══ Extracted records

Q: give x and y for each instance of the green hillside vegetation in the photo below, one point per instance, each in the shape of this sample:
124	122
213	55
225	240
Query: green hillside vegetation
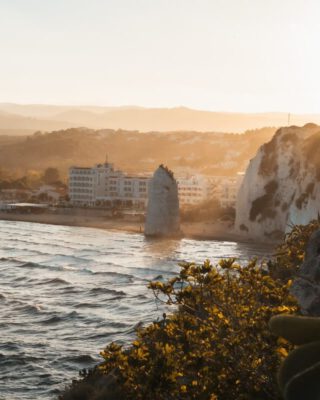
216	344
131	151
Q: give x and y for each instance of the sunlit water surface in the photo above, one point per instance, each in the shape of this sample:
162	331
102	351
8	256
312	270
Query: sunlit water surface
65	292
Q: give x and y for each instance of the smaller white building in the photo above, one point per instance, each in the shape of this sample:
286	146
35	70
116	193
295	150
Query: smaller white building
192	189
81	186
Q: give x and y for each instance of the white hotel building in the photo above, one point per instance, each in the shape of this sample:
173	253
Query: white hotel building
103	185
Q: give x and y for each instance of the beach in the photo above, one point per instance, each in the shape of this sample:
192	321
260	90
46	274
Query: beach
194	230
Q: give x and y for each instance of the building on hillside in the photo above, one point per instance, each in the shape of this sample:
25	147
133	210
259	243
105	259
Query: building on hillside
102	185
81	186
192	189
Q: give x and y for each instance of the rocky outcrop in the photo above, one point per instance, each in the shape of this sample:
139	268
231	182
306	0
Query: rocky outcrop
163	205
306	287
281	186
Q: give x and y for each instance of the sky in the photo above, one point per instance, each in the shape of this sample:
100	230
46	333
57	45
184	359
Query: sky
221	55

════

» Directive
Could you print all of the material above line for line, without the pictures?

» Task solution
Q: give x and y for each instance of the green hillside vegetation in the photo below, one point per instance, each in the shape of this sample:
124	122
213	55
225	240
Query: green hillside vegetation
216	344
131	151
Q: give x and y for each instance of the sunlit water surface in the photo above, one point per instance, each in the shape of this sample:
162	331
102	351
8	256
312	270
Query: sunlit water surface
65	292
Q: give x and y for each instance of the smaller white building in the photo above, one point per instance, each in the shape of this sample:
286	146
35	70
116	193
295	150
Query: smaller white building
192	189
81	186
Q: give x and y for each instance of the white hotel building in the photo above, one point per instance, each in the shape of this sample:
173	253
Query: white hotel building
103	185
Q: give x and y for each instance of the beach in the photo above, one point per instance, each in the shape of this sample:
192	321
260	90
46	274
Query: beach
194	230
Q: give x and y for each instance of the building on hillside in the photo above, one point per instance, each in the shape of this sample:
25	147
133	210
259	243
105	259
Query: building on hillside
102	185
81	186
192	189
Q: give x and y for each instance of the rocky outcrop in the photo above, one point per instance, each in the shape of this sample:
139	268
231	182
306	0
Query: rocky outcrop
163	205
306	287
281	186
Q: give x and y for each instance of the sky in the photo above, one point per instance, each in the shape of this sample:
100	230
46	333
57	45
184	359
Query: sky
221	55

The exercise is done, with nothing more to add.